_Set problem:_ Will you write out every one of the records below word for word, changing nothing?

_Dataset excerpts:_
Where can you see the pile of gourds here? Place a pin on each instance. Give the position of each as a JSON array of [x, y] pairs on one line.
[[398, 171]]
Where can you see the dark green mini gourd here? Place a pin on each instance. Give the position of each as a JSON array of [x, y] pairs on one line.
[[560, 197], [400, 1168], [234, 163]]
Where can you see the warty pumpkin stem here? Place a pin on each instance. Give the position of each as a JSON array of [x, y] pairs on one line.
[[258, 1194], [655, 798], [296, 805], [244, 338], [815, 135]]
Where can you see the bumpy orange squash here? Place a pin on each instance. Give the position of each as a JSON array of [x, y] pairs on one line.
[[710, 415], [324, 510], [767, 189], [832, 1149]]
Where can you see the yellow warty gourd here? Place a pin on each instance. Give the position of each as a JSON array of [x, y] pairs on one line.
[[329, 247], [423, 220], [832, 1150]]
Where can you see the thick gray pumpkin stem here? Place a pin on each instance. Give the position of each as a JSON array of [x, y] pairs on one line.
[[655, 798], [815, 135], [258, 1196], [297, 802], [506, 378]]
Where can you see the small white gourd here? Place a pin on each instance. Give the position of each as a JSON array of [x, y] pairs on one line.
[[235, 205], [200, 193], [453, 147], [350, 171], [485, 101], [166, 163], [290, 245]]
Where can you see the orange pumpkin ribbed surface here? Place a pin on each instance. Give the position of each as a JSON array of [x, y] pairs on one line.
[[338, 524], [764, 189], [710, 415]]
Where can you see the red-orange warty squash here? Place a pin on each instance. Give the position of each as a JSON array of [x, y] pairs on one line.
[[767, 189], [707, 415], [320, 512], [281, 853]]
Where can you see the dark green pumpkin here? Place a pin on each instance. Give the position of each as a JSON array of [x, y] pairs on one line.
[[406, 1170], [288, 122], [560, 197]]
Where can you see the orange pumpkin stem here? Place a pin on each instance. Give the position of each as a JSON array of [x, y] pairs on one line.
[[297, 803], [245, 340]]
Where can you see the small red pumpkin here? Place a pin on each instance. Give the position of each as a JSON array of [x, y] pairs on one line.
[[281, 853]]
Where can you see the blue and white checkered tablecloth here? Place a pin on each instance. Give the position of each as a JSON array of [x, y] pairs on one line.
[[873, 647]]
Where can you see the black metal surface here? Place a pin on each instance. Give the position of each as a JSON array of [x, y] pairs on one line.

_Written solution:_
Where can you see the pile of gourds here? Place a pin on each instance. Give the position of each as a JSON array of [x, y] pairs on one line.
[[398, 171]]
Where can you see the dark green mini gourd here? Place a pin on each instance. Give the position of each as a JSON array of [x, y] pairs on one line.
[[560, 197], [400, 1168], [234, 163]]
Where can you see the warty pumpkin stem here? Place a pin on each instance. Give the position of each as a JSON array of [x, y] pairs on one line.
[[258, 1194], [655, 798], [296, 805], [244, 338], [815, 135]]
Where can you see the bumpy orange squash here? Place a pin on each instance. Give the position of each as a JSON array of [x, y] pairs on one line.
[[710, 415], [324, 510], [767, 189], [832, 1149]]
Where can you see the yellow warty gourd here? Place a pin on each instance. Give the position of each as a JSON array of [x, y] pairs on one line.
[[329, 247], [423, 220], [832, 1150]]
Where can you see the thick gray pumpkin stem here? Place a pin on each instance. Give the position of each as a JSON array of [x, y] pairs on one line.
[[655, 798], [815, 135], [258, 1196], [297, 802], [506, 378]]
Where can you see the small white gourd here? Place a pin on each instance. Give the position of each as a JSON array of [x, y] pairs on one line.
[[235, 205], [200, 193], [453, 147], [350, 171], [485, 101], [166, 163], [290, 245]]
Where can you see the orange pumpkin ribbed surface here? Place a pin on each instance. Give the position of each as a JSON array of [x, y] pairs on one line.
[[338, 524], [764, 189], [710, 415]]
Where can you see the red-orange warty squash here? Place a pin on each instance. Give the position of each as a JSON array of [x, y] pairs on one line.
[[767, 189], [707, 415], [320, 512], [281, 853]]
Where can you see the dark green pumpkin here? Place a pin on each instance. Give the position of each as a JSON array of [x, y] pairs on one line.
[[406, 1170], [288, 122], [560, 197]]
Where can you see the orange pumpkin stem here? Place a pin on each instance. Give the position of each as a JSON array of [x, y] pairs on one line.
[[297, 803], [245, 340]]
Where can you see the small red pumpkin here? Place a pin on each instance. Give the position of each as a JSON array of [x, y] pairs on one line.
[[281, 853]]
Where can you see the blue and white checkered tablecloth here? Place a pin on each instance. Give the position of each as a JSON array of [x, y] pairs on one line.
[[873, 647]]
Where can you see the black metal surface here? Place a pin on each instance. Give the position of each as a JSON array of [x, y] pairs on one line.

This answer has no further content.